#### [PROBLEM TO WORK ON]
Rewrite the listing below line by line, including the lines that ask for points but leaving out the pictures. Shift each coordinate in the answer points by adding 144, and keep the sample coordinates in the other lines unchanged.

########################################

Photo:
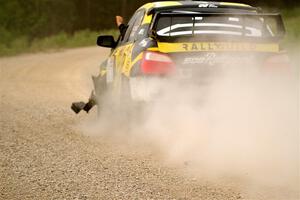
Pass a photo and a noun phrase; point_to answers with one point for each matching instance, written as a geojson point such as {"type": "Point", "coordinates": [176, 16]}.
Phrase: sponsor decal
{"type": "Point", "coordinates": [213, 59]}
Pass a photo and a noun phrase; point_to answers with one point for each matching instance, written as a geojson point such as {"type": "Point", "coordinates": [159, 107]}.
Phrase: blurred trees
{"type": "Point", "coordinates": [41, 18]}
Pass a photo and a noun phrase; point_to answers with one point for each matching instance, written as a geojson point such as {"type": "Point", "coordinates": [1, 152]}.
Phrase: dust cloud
{"type": "Point", "coordinates": [243, 125]}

########################################

#### [RESPONSE TO THIS TASK]
Photo:
Pass a photo and a noun phrase; point_to answers with one point for each matching instance, written as a geojson point such as {"type": "Point", "coordinates": [176, 16]}.
Phrase: sponsor decal
{"type": "Point", "coordinates": [357, 203]}
Pass a photo and a noun phrase; point_to answers with one point for each matching instance, written as a geojson point such as {"type": "Point", "coordinates": [159, 107]}.
Phrase: blurred trees
{"type": "Point", "coordinates": [185, 162]}
Pass a photo and a noun phrase; point_to answers with one point for each matching instance, written as a geojson point such as {"type": "Point", "coordinates": [1, 152]}.
Phrase: dust cloud
{"type": "Point", "coordinates": [387, 269]}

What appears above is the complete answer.